-- EXERCISE AIM --
Scan the data below for lines holding the word "desk", and copy each line found.

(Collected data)
[Start of Attachment]
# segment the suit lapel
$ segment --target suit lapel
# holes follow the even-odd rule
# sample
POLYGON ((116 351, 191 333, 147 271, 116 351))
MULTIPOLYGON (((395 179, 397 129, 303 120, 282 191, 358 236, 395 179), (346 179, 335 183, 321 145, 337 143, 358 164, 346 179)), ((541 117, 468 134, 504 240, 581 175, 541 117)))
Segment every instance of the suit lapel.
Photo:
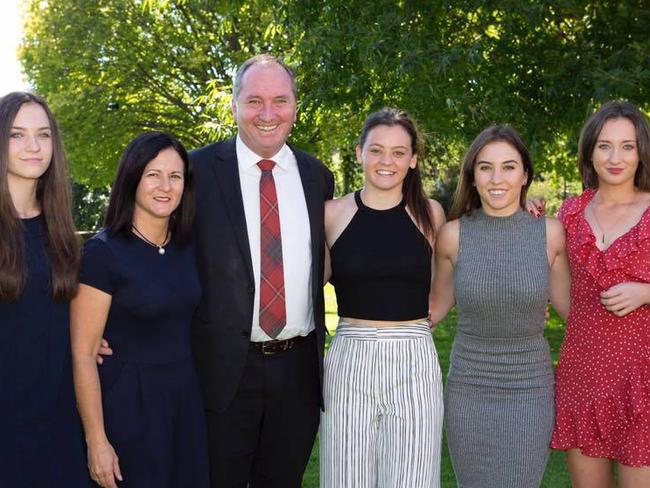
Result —
MULTIPOLYGON (((225 150, 217 154, 217 164, 212 165, 212 170, 223 195, 226 211, 235 235, 235 241, 239 246, 250 280, 254 282, 253 263, 251 261, 251 248, 248 242, 248 229, 246 228, 246 214, 244 213, 244 202, 239 180, 235 139, 228 141, 225 150)), ((215 229, 215 231, 220 232, 219 229, 215 229)))

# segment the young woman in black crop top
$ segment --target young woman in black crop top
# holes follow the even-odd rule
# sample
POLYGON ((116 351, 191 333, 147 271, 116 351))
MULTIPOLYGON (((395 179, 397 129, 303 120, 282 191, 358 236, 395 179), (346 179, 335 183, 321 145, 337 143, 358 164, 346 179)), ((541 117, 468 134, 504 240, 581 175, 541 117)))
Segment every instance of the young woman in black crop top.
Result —
POLYGON ((356 152, 363 189, 325 205, 341 320, 325 360, 321 487, 437 487, 442 387, 426 317, 444 212, 423 195, 406 112, 371 114, 356 152))

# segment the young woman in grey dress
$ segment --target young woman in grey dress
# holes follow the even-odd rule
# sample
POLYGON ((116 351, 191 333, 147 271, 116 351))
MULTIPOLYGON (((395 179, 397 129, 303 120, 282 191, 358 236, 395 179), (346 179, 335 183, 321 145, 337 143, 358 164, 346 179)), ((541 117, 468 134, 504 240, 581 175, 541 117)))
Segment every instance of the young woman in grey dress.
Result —
POLYGON ((452 464, 464 488, 538 487, 553 431, 546 304, 568 312, 562 225, 522 207, 530 155, 508 126, 471 144, 450 222, 436 241, 433 323, 454 305, 458 332, 445 391, 452 464))

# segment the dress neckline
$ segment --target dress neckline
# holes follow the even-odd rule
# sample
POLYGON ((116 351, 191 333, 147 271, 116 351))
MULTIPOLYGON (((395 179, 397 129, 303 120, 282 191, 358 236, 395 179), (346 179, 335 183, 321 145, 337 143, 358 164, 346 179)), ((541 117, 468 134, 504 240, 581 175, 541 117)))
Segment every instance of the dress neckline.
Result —
POLYGON ((614 239, 609 244, 609 246, 607 246, 605 249, 601 249, 596 244, 596 233, 594 232, 593 227, 591 227, 591 224, 587 220, 587 217, 585 217, 585 212, 587 211, 587 206, 591 203, 591 201, 596 196, 596 190, 590 188, 589 190, 585 191, 585 195, 586 195, 586 198, 584 199, 582 208, 580 209, 580 218, 582 219, 584 225, 589 229, 589 233, 590 233, 591 237, 593 238, 592 244, 593 244, 594 248, 598 252, 600 252, 602 254, 605 254, 607 251, 609 251, 611 248, 613 248, 616 244, 618 244, 619 241, 627 238, 628 235, 631 235, 632 232, 634 232, 638 227, 643 225, 643 222, 646 220, 646 218, 650 218, 650 205, 648 205, 645 208, 645 210, 643 211, 643 213, 641 214, 641 217, 639 218, 639 220, 637 220, 637 222, 632 227, 630 227, 626 232, 624 232, 623 234, 618 236, 616 239, 614 239))
POLYGON ((45 233, 45 229, 43 227, 45 221, 43 218, 43 213, 39 213, 34 217, 20 219, 20 221, 23 224, 23 229, 25 229, 25 235, 38 236, 45 233))
POLYGON ((402 210, 406 207, 406 197, 404 195, 402 195, 402 200, 394 207, 384 208, 384 209, 368 207, 366 204, 363 203, 363 200, 361 200, 361 190, 357 190, 354 192, 354 201, 356 202, 357 208, 359 210, 367 210, 369 212, 377 212, 377 213, 395 212, 398 210, 402 210))
POLYGON ((504 228, 518 225, 528 215, 524 210, 519 207, 515 213, 510 215, 488 215, 483 210, 483 207, 478 207, 471 214, 471 217, 480 222, 485 222, 488 226, 495 228, 504 228))

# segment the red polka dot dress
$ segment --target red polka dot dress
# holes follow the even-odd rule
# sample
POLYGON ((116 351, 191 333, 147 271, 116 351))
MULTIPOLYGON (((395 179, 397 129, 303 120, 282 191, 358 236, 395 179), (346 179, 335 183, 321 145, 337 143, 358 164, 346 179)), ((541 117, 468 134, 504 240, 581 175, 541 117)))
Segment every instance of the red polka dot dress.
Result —
POLYGON ((616 317, 599 300, 618 283, 650 283, 650 209, 600 251, 584 218, 594 194, 587 190, 560 210, 572 284, 551 447, 650 466, 650 306, 616 317))

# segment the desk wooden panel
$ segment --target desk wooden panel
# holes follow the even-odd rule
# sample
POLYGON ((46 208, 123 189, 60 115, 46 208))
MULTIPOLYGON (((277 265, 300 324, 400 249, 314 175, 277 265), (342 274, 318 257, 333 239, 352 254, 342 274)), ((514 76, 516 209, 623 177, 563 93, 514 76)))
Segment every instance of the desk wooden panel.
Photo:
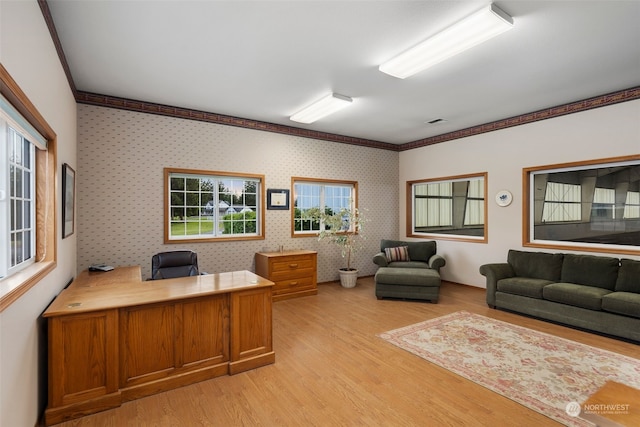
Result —
POLYGON ((83 272, 51 303, 47 425, 275 361, 273 283, 249 271, 143 282, 83 272))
[End of Attachment]
-- SOLUTION --
# segment the desk wooden panel
$ segment --target desk wooden panel
Segment every instance of the desk wooden panel.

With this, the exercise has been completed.